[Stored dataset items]
Content starts

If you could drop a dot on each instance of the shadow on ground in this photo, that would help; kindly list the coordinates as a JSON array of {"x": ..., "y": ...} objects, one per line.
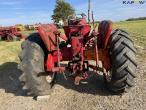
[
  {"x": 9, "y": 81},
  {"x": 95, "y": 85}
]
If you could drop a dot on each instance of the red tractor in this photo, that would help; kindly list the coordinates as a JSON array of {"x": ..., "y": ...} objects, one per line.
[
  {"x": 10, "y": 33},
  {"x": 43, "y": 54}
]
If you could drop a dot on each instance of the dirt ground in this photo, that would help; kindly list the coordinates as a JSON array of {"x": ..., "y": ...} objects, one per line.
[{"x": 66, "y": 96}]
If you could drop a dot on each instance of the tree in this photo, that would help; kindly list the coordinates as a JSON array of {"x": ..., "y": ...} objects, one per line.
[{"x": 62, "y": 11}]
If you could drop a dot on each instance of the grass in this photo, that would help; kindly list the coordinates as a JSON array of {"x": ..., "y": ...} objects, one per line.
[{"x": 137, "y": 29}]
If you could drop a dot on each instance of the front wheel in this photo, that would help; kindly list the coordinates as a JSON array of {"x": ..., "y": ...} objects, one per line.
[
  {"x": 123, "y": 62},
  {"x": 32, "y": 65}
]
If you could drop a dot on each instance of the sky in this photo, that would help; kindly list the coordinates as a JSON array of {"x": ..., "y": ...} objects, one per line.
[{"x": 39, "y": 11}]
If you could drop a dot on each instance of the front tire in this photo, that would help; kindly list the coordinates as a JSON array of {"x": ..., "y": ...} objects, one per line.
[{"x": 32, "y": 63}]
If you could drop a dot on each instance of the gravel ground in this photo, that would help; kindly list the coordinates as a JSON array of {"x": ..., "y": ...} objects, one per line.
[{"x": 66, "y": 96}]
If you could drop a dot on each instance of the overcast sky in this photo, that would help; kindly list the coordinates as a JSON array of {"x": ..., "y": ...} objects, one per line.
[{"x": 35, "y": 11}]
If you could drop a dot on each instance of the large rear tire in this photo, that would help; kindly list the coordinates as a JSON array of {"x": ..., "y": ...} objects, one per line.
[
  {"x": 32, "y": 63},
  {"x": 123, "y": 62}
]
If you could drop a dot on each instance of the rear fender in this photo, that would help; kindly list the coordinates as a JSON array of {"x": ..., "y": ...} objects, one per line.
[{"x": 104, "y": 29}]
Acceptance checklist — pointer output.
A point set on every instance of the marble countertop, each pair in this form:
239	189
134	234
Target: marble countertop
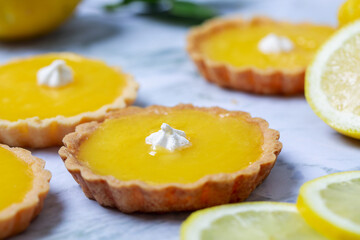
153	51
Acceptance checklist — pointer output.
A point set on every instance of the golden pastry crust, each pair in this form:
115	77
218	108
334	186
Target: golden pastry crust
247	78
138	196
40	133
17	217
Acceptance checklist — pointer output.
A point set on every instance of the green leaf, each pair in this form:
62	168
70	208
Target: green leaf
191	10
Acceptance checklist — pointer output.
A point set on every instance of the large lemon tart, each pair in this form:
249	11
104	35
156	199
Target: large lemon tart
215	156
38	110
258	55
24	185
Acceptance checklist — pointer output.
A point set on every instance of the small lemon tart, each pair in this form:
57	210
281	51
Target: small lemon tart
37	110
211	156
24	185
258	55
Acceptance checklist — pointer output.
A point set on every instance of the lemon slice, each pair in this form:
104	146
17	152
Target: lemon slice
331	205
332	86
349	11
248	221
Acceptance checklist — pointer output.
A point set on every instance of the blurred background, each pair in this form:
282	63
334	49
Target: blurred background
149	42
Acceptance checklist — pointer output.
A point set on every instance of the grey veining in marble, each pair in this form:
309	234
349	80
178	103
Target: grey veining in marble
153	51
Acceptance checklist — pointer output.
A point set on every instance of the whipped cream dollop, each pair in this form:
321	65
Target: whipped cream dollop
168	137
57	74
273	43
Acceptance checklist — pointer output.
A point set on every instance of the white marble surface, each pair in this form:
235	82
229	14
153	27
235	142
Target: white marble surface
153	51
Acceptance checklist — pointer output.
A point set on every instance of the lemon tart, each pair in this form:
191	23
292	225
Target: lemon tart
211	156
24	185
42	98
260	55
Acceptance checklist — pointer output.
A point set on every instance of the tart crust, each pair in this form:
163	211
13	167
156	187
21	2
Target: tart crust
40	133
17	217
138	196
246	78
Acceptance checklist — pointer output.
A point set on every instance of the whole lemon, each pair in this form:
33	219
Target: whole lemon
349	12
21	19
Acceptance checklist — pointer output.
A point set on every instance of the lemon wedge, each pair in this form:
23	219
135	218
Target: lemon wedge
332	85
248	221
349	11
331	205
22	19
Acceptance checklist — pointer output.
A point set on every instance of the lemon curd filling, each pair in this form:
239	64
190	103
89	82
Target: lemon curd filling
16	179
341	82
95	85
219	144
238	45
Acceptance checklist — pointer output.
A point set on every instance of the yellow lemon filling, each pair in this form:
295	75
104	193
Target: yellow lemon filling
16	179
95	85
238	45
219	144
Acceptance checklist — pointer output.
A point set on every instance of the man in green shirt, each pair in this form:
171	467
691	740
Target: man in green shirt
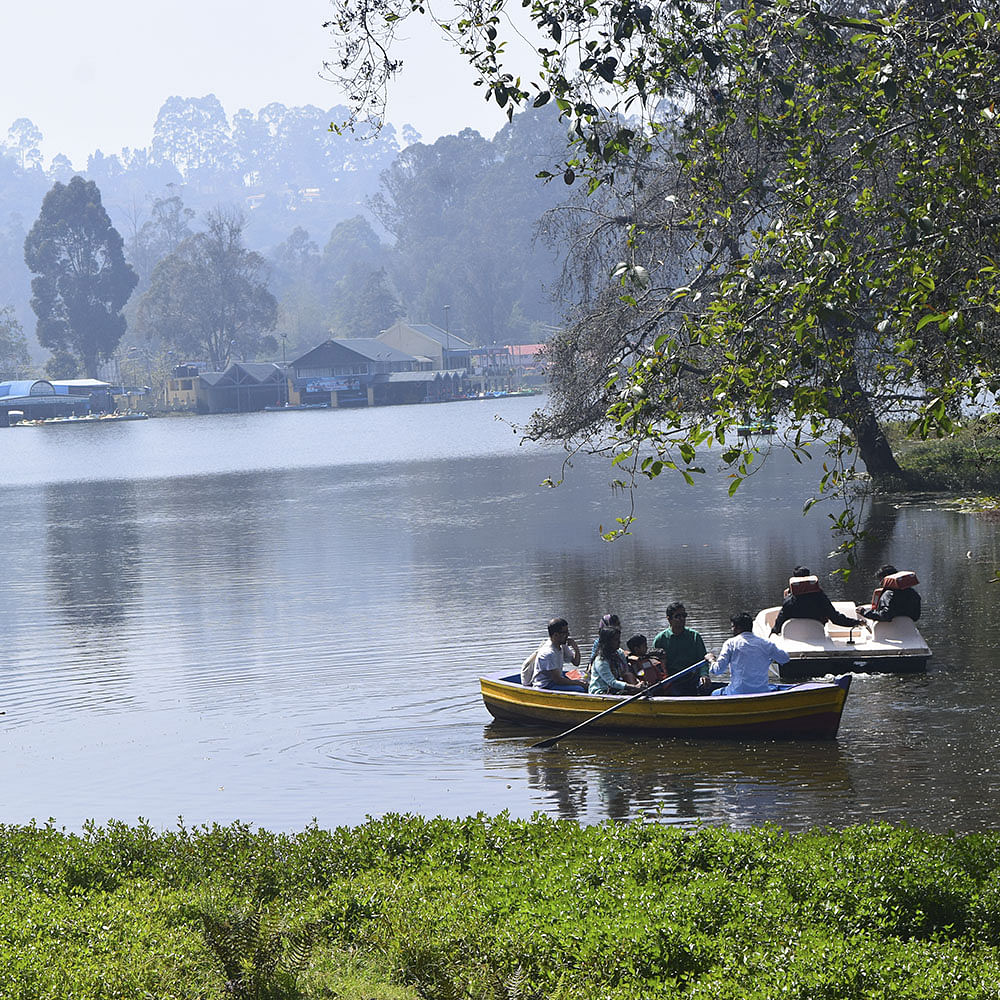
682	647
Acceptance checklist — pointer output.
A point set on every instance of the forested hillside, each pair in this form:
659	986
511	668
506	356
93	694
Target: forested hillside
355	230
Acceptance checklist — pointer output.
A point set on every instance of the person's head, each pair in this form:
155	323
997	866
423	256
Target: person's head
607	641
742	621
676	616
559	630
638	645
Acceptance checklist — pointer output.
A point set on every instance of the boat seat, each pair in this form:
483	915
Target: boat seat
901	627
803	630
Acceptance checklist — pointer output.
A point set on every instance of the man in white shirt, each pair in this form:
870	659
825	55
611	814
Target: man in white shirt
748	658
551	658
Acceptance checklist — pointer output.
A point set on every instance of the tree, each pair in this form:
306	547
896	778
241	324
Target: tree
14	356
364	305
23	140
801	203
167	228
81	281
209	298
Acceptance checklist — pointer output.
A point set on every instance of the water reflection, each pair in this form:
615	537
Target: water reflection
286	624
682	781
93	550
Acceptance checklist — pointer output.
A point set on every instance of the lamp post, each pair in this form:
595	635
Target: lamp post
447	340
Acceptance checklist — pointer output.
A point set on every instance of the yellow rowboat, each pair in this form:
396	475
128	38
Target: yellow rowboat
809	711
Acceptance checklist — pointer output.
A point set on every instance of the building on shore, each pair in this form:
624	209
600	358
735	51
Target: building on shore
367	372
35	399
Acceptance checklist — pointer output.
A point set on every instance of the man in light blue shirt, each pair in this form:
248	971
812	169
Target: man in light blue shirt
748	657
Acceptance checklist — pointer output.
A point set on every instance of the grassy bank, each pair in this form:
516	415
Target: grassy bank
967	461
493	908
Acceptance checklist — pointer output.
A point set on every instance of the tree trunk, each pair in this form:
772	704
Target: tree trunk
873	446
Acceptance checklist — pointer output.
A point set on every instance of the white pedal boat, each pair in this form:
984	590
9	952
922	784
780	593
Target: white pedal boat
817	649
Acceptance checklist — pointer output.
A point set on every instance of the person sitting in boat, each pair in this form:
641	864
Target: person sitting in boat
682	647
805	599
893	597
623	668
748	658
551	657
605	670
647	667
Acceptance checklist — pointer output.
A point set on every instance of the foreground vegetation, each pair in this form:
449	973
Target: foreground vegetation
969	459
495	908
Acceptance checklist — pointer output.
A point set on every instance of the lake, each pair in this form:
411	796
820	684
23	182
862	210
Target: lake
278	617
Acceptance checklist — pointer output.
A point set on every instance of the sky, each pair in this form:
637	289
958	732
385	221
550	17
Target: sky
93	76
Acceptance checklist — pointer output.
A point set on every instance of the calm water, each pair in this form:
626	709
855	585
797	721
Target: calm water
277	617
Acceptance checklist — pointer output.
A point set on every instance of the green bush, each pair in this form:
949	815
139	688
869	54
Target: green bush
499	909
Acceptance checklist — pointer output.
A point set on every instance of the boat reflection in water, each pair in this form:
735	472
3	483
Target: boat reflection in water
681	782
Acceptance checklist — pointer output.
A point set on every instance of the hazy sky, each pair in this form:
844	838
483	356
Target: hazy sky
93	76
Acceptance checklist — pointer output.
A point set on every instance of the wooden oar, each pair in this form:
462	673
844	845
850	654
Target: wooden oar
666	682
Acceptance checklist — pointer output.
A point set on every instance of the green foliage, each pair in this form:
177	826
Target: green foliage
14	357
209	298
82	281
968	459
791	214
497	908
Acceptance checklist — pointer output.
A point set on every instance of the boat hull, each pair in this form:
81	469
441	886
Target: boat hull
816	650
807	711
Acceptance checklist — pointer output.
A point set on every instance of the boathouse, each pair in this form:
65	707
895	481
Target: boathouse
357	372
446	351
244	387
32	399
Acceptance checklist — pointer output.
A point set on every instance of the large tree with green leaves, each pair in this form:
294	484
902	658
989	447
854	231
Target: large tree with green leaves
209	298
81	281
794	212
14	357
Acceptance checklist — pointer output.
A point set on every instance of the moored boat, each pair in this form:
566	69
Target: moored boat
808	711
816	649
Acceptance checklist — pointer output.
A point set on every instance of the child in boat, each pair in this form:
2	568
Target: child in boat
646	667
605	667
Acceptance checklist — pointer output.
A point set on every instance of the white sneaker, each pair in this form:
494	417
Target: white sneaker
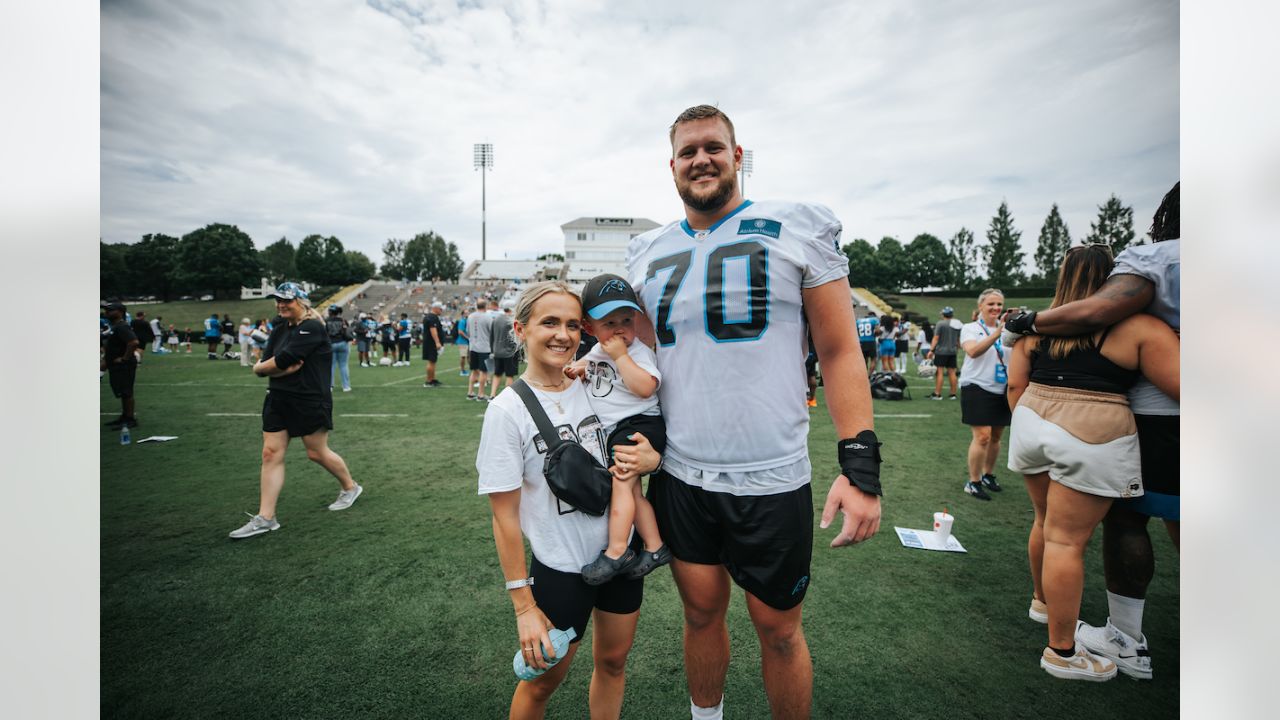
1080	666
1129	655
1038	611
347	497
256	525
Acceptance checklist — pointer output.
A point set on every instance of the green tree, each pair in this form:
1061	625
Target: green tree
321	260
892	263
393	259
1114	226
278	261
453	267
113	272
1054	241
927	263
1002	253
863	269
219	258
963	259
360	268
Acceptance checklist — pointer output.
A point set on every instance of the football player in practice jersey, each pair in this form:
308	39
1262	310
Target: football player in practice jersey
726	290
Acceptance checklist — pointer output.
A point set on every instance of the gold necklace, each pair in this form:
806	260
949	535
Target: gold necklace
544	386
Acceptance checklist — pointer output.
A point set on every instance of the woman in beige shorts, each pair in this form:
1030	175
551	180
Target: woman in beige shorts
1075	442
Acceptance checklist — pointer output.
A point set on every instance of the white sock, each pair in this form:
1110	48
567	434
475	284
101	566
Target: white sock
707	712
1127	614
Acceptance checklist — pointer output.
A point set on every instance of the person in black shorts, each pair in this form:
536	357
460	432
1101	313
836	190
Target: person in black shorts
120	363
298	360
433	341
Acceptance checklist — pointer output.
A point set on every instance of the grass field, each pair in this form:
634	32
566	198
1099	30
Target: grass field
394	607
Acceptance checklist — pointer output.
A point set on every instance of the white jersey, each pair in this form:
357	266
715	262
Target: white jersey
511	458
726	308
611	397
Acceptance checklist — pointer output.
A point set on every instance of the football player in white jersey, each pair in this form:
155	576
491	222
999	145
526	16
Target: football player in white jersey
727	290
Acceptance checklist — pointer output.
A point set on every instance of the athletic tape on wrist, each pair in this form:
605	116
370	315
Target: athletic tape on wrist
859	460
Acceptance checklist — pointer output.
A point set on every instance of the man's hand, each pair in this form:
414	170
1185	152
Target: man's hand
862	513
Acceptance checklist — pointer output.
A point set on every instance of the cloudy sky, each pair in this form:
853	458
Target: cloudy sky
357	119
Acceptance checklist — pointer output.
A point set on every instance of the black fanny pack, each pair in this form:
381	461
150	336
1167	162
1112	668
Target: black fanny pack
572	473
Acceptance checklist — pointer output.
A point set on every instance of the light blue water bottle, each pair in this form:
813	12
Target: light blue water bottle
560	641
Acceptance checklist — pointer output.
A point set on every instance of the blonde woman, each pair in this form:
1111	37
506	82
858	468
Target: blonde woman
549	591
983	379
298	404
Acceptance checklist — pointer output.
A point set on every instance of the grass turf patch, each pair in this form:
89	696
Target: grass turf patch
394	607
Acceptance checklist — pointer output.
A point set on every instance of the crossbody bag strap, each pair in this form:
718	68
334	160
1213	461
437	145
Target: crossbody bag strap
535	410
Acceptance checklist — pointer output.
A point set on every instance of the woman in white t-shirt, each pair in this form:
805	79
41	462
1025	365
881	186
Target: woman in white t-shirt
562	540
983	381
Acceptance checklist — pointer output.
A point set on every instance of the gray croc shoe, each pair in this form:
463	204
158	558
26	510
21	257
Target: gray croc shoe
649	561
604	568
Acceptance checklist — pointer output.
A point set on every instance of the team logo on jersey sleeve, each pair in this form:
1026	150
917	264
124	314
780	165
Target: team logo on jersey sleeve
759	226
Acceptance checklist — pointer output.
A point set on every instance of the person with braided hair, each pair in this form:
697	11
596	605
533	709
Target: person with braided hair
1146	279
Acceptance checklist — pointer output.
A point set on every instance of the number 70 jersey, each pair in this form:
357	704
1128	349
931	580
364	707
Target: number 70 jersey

Content ends

--- AIM OF THE TASK ---
Read through the entries, then copy every line where the string "number" is found.

--- OUTPUT FOR THIS EXERCISE ---
A point set on every instance of the number 70 jersey, each pair in this form:
Target: number 70 jersey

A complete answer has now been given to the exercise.